A avassaladora demolição atual das instituições e dos usos e costumes vigentes até há pouco escancaram para o leitor uma crise sem precedentes, ampla e universal, que atinge todos os setores da vida social. Ainda que para efeito didático destas linhas, ouso dar-lhe um nome: apostasia. Por sua natureza, tal crise se reduz a um sistema doutrinário que procura conduzir o desregramento das paixões ao seu mais alto grau.
Basta considerarmos a tão propalada Ideologia de Gênero, inserida na Revolução Cultural, que surge para demolir nos seus aspectos mais transcendentes o próprio ser, ao negar que nascemos homem e mulher para propagação da espécie. Essa nova ideologia parece ter saído dos antros infernais, pois traz em seu bojo um verdadeiro ódio a Deus, o sumo bem, Autor da diversidade das criaturas e de sua hierarquização.

**Partes do exercício**
A) Transcreva do texto sobre a crise das instituições o trecho que vai de "A avassaladora demolição" até "mais alto grau.".
B) Escreva o que vem depois da última frase do texto sobre a crise das instituições, dando sequência a ele.

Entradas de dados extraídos
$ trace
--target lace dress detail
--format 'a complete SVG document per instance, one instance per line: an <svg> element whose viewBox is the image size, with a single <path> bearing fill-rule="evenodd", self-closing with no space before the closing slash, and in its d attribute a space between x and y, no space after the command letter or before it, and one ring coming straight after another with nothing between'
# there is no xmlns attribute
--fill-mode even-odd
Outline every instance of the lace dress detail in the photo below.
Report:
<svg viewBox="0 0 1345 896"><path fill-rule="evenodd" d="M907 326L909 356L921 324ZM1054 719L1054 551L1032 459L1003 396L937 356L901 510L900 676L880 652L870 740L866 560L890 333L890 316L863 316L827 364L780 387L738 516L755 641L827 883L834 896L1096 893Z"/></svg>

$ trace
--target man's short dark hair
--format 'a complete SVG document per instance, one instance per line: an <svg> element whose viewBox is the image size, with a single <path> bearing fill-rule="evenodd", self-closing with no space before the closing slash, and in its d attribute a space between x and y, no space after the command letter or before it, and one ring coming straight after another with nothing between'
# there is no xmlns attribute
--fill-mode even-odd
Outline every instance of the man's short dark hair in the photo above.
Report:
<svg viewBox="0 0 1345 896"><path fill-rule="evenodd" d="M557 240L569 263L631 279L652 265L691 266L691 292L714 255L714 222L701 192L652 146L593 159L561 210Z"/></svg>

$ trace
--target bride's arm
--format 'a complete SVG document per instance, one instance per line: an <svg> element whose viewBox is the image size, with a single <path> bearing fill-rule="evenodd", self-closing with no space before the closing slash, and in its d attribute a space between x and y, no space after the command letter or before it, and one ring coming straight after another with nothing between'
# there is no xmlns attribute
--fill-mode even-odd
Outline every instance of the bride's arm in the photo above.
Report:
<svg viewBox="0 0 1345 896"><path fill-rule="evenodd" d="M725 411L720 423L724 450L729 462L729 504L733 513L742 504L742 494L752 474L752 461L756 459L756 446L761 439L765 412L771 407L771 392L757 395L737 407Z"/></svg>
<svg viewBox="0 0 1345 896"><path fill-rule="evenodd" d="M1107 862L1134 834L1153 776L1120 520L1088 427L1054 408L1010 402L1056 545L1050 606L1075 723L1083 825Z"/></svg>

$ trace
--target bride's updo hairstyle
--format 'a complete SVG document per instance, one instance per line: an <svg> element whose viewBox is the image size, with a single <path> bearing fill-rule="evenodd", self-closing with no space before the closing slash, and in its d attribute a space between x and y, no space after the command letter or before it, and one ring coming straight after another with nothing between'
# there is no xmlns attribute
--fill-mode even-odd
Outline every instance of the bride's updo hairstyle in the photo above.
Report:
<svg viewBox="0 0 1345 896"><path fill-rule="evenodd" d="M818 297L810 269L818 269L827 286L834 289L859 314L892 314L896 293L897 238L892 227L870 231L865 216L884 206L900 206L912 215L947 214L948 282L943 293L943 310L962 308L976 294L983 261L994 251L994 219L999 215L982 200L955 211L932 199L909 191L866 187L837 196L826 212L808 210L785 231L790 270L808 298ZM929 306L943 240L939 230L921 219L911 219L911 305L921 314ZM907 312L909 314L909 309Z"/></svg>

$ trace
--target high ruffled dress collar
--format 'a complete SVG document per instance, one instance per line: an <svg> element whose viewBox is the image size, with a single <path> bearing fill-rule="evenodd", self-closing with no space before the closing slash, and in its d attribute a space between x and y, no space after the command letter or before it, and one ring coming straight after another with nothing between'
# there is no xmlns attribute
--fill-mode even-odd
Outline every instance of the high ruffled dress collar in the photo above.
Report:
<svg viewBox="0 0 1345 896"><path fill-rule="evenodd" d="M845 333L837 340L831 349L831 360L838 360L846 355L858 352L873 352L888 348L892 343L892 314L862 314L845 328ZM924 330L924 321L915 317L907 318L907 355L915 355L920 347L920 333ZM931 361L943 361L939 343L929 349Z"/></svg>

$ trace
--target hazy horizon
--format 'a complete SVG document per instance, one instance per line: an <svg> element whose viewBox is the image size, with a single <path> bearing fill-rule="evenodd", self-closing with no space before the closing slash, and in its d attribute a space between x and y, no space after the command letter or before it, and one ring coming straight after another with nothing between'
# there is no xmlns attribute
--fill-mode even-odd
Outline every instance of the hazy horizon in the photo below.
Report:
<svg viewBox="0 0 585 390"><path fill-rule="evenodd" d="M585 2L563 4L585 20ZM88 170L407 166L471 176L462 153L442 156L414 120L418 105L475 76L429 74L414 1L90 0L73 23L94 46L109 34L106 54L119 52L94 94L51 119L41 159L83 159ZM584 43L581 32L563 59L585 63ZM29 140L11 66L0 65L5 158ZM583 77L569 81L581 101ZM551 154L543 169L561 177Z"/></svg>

**Resultados por tarefa**
A)
A avassaladora demolição atual das instituições e dos usos e costumes vigentes até há pouco escancaram para o leitor uma crise sem precedentes, ampla e universal, que atinge todos os setores da vida social. Ainda que para efeito didático destas linhas, ouso dar-lhe um nome: apostasia. Por sua natureza, tal crise se reduz a um sistema doutrinário que procura conduzir o desregramento das paixões ao seu mais alto grau.

B)
Ao criar, Deus manifestou sua suma bondade e sabedoria, pois quis comunicar suas perfeições às criaturas para que estas O refletissem, tornando-O assim mais conhecido e contemplado por elas enquanto Criador de todas as coisas, visíveis e invisíveis, como nós rezamos no Credo. Neste movimento de conhecer e amar nós teríamos todas as predisposições para bem servi-Lo.
Historicamente isso aconteceu. Como nos ensinou o Prof. Plinio Corrêa de Oliveira, “a Cristandade medieval não foi uma ordem qualquer, possível como seriam possíveis muitas outras ordens. Foi a realização, nas circunstâncias inerentes aos tempos e aos lugares, da única ordem verdadeira entre os homens, ou seja, a civilização cristã”. Com toda razão, Leão XIII pôde afirmar que naquele tempo a filosofia do Evangelho governava os Estados.
Para os incréus, basta contemplar tudo que a Cristandade foi capaz de fazer: as catedrais, os castelos, as universidades, os hospitais, enfim tudo aquilo que ainda atrai os viajantes à Europa. A vida terrena para o homem era uma espécie de antecâmara do Céu. E não foi por outro motivo que o demônio desencadeou uma Revolução a fim de destruir até os fundamentos a ordem por excelência que reinava naquela “doce primavera da fé”.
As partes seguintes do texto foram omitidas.